OBJECTIVE: Extract all of the entries and give them again, word for word.

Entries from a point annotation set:
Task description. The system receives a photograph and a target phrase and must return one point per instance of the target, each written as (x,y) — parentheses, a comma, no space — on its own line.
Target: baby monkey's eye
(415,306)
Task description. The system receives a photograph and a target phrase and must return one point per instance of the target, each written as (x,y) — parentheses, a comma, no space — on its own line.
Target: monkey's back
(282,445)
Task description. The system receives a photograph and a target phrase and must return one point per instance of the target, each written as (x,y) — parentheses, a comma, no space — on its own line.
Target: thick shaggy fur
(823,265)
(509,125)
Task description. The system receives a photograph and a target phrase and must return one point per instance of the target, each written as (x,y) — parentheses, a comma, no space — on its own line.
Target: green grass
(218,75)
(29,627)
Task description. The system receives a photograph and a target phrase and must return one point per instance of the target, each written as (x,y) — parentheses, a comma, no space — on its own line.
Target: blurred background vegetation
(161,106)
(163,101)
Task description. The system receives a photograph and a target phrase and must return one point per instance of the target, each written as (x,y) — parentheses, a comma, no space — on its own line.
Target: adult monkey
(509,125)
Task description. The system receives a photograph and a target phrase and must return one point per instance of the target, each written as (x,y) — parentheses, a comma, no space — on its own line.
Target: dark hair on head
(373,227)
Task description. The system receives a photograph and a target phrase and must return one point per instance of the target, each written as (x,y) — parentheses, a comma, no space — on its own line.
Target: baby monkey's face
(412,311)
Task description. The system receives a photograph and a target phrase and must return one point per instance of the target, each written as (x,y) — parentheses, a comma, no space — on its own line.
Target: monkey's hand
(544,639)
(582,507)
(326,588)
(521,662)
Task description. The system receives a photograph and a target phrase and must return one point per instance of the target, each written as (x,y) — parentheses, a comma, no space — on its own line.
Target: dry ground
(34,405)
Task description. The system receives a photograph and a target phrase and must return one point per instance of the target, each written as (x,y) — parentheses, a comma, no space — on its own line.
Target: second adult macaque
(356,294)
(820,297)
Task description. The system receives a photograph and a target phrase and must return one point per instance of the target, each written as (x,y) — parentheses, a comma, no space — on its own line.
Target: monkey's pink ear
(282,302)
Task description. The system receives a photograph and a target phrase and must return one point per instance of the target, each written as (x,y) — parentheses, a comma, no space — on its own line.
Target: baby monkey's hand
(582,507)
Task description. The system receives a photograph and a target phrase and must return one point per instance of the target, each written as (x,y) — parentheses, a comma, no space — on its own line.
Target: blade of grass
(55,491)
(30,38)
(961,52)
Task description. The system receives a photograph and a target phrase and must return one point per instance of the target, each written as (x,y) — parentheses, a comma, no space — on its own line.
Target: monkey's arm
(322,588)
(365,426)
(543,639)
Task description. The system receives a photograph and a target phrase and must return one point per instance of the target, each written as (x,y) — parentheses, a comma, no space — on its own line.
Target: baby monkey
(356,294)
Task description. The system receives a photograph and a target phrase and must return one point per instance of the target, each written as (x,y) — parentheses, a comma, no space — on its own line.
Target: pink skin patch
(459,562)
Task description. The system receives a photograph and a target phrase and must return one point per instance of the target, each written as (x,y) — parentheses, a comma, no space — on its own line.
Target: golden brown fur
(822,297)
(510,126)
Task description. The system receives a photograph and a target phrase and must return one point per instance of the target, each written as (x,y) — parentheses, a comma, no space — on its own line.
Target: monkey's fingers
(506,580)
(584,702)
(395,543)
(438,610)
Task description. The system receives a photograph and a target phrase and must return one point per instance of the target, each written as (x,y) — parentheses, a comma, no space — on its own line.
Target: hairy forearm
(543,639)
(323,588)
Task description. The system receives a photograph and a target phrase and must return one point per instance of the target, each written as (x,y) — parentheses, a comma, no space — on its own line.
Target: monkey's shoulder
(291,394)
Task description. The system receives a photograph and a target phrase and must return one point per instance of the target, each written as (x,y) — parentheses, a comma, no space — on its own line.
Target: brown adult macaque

RESPONSE TO THIS TASK:
Task description. The system receives a photograph and a target phrase and must return one point per instance of the target, each written as (x,y) — parentheses, a comma, no space — on its own line.
Target: baby monkey's eye
(415,306)
Task description. The system receives a photograph and a target phrase and must return one point per instance of the target, each written as (x,y) — parentheses, a comma, no space — on its own line.
Target: monkey's back
(282,445)
Task description. The system receives a photograph and a target phrase and must return one point per instance of the target, each written as (x,y) — parentheses, a comma, no space — on its own line.
Target: thick shaggy fur
(823,265)
(509,125)
Task description. The system receives a photograph and a target phrase and must return one point per instance of the target, each written as (x,y) — parentheses, a comma, no space — on its own line.
Target: green grass
(218,75)
(29,627)
Task description. The system receives a photograph and a target phrase and must return one point per instance of the target, each written as (x,y) — parentheses, a comma, no space — on its own line.
Target: blurred background vegetation
(161,106)
(163,101)
Task description. The system receives a photograph and a target phrase and must return one point per instance of the target, each written as (x,y) — parentheses, a comma, no space — on its own line.
Target: adult monkey
(509,125)
Task description. The system receives a photograph and a target phrase and must return one point per instance of the target, each written as (x,y) — parentheses, a comma, no space — on its own line.
Target: dark hair on head
(373,227)
Task description. The system receives a photograph and a target phrase and must return one point per instance of the target, each written as (x,y) — parentheses, a comma, no space — on its own line.
Target: baby monkey's face
(412,311)
Task description. The system receives a photograph and a target phrase and must return one point per instance of the target, each written as (x,y) — parentheses, a comma, no space — on its own line.
Target: monkey's hand
(544,639)
(582,507)
(326,588)
(521,662)
Task description. The system receives a photograph and a target phrase and must return one point per instance of the target, each written as (x,y) — parentheses, a comma, no space — on its own line.
Target: dry ground
(34,405)
Task description. The system receives a photograph and a target phrase and must return one point per instance of the target, each written as (x,y) — parentheses, a comma, no space — on its own line.
Target: second adult macaque
(356,294)
(820,297)
Task description. The system receives a photograph and a target phrase and must return one point per instance of the target, each written as (x,y) — parentheses, a comma, no space — on its own line.
Target: monkey's pink ear
(282,302)
Task description. The system receives a photograph and a target phrase and must return one point per instance of the target, each written as (x,y) — parentheses, a comma, no space — on its own line.
Target: baby monkey's hand
(582,507)
Task description. The system receives a photograph and a target phrase and must return one point per instance of the target, each written as (x,y) — parentheses, a comma, no space — on its own line.
Target: blade of grass
(55,491)
(30,38)
(961,52)
Task description. The system receives a photograph and a target phrase and must return one point per instance of the target, each written as (x,y) — parentheses, a comma, no space — on its own line.
Target: monkey's arm
(322,588)
(365,426)
(543,639)
Task description. The system receives a photograph and a target phrase and must return one point per instance of the target, each written as (x,y) — parentheses, a comma, no space — on its own line.
Target: baby monkey
(356,294)
Task description. The system receives a photograph and a target phrase and must return one point per instance of the target, each written as (x,y) — parentheses, a comma, no space — on its own line.
Target: pink skin patch
(459,562)
Task description. The system receives a photograph and a target phrase and must return one point per instance of the target, each written as (x,y) — parentheses, a comma, no space — on its own line.
Target: golden brown fur
(822,297)
(510,126)
Task description. The system receives a photograph and a target phrase and must return one point per instance of the target, each written as (x,y) — parentheses, a comma, no space — on its own line.
Target: monkey's fingers
(506,580)
(584,702)
(395,543)
(438,610)
Task description. The system receives a photograph and a target phrase and must return one point per instance of the target, each written as (x,y) — parentheses, a comma, no space — on its own line.
Target: hairy forearm
(543,639)
(323,588)
Task description. The system receives a photograph and a target phrase and must return one point per instance of the target, each written as (x,y) — parentheses, a comma, no space — on its own line.
Target: monkey's shoulder
(291,394)
Task description. The system receives a photograph and a target phrase and must return one point per instance of the target, each written as (x,y) — parentheses, a comma, no space — on its own line.
Target: brown adult macaque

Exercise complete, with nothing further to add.